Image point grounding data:

::::::

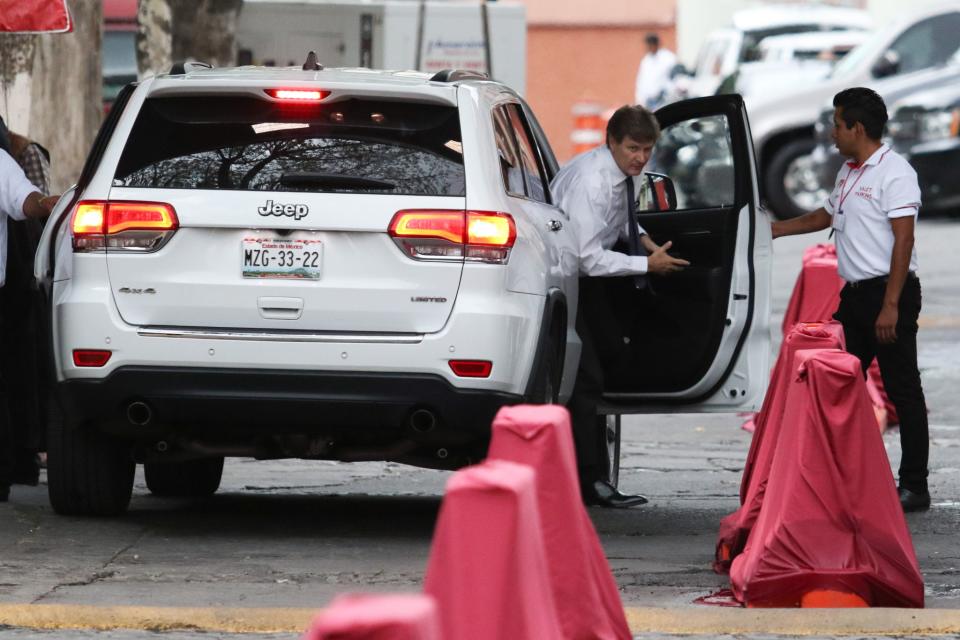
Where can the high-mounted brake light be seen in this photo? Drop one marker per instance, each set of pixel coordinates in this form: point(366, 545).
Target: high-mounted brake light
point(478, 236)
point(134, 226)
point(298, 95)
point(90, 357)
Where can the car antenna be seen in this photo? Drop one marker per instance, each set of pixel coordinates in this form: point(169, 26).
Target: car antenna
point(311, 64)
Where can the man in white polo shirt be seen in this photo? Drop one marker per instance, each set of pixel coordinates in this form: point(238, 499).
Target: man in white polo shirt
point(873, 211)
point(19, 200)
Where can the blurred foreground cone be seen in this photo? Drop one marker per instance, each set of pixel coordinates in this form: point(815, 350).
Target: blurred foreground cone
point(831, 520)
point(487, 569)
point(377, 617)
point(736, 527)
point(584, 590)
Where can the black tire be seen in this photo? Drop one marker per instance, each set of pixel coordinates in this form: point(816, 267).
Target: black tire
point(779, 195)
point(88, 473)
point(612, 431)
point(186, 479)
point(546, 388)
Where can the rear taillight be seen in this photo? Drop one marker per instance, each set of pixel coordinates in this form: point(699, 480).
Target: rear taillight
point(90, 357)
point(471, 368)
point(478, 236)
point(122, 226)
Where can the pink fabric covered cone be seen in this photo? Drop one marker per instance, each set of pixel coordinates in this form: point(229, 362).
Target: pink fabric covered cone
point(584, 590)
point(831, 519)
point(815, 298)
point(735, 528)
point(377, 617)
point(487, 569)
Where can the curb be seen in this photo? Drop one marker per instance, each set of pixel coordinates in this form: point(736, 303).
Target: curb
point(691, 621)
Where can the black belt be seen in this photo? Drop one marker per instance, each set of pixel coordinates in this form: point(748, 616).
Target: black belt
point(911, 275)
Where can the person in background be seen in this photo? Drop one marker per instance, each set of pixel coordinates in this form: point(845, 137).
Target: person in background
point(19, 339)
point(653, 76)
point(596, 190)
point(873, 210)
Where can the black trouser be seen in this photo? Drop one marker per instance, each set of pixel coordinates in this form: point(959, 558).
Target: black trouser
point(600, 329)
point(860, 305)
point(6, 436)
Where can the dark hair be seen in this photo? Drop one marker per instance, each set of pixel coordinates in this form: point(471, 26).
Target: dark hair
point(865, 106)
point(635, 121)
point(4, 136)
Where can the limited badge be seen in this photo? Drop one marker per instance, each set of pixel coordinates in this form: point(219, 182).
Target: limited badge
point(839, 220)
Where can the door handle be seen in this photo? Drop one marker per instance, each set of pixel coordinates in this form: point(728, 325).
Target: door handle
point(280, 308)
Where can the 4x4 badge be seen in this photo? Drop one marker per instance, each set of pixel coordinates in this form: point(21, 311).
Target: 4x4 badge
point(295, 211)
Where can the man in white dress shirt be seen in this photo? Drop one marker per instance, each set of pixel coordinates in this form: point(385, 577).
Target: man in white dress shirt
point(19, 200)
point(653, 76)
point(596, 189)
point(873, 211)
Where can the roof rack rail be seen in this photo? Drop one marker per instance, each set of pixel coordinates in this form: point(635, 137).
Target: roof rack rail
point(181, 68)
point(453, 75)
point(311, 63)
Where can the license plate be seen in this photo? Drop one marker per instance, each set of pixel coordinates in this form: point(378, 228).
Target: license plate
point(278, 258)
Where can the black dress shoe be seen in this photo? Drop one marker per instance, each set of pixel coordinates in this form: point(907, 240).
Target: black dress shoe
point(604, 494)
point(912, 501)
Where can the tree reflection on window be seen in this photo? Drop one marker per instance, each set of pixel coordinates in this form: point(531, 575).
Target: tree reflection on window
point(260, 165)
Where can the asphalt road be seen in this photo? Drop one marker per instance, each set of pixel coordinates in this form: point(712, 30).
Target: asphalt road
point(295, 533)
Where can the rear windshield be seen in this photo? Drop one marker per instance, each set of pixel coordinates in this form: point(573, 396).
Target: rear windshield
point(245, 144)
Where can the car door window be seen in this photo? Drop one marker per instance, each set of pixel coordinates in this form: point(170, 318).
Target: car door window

::::::

■ **What you should do**
Only the lines from the one containing "Target: rear windshield" through the last line of the records above are to be reproduced, exactly and with both ends included.

■ **Your response**
Target: rear windshield
point(245, 144)
Where can the car door window be seen in this photo? Drop one marker per instance, each set of pixel coordinates in this form: point(170, 318).
Target: car door window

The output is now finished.